╭─ Provided material

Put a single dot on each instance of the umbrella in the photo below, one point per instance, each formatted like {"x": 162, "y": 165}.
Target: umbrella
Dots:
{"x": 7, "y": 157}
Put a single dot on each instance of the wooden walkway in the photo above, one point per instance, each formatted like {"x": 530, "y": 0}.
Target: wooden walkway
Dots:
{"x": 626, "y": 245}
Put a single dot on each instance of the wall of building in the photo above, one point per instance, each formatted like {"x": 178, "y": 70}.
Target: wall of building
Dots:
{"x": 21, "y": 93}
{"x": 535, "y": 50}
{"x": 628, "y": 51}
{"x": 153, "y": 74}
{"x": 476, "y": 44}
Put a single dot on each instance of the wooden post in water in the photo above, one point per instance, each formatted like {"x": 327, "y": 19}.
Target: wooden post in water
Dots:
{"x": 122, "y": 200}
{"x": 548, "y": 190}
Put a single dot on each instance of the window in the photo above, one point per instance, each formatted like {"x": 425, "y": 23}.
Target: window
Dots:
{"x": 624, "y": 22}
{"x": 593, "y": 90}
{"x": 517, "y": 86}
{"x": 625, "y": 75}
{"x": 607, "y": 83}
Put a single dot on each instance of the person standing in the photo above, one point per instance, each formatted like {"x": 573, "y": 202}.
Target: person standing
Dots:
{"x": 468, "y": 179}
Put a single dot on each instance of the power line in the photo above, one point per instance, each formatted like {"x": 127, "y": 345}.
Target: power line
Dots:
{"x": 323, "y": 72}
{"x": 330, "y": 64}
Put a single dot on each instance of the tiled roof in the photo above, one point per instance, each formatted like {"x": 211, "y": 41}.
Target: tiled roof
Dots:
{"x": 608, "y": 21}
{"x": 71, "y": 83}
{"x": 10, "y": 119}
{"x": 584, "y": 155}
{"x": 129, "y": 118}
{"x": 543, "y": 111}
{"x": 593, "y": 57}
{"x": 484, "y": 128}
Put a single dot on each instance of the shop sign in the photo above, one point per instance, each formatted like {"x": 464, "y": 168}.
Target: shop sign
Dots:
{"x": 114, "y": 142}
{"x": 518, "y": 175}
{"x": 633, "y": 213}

╰─
╭─ Provided material

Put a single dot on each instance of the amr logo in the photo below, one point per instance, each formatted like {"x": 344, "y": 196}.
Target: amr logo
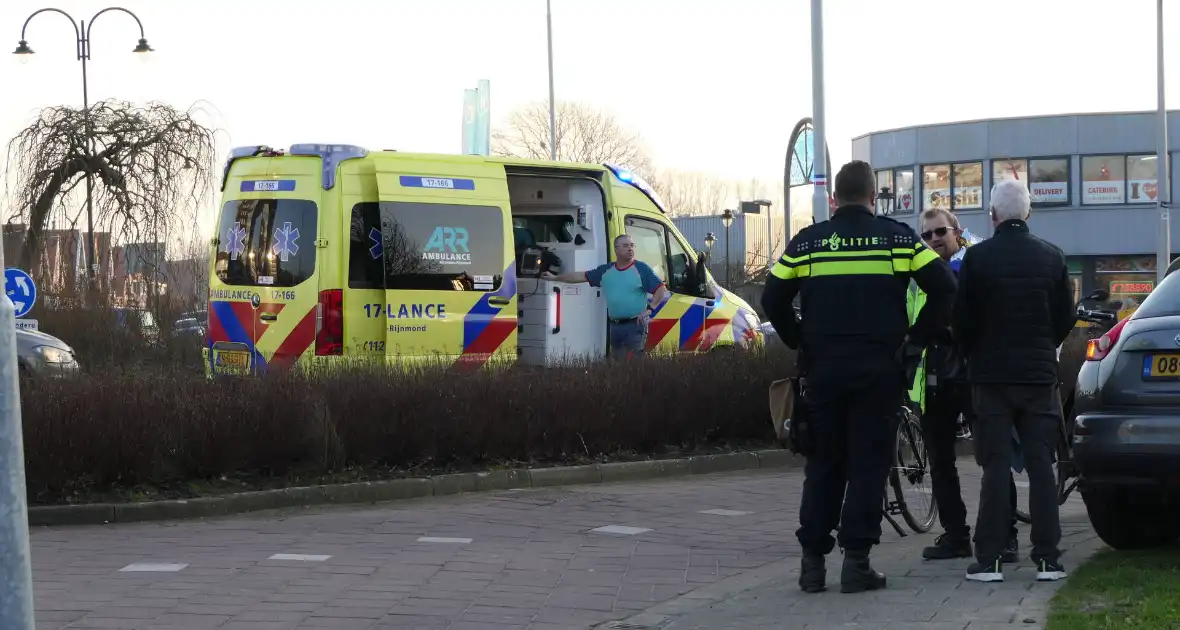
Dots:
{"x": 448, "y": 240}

╰─

▸ **What to do**:
Every line with the string "walkway" in the material should be returned.

▸ **Your solution**:
Put a single dot on each instance of the wooden walkway in the photo above, one point per instance, each formatted like {"x": 530, "y": 0}.
Target: wooden walkway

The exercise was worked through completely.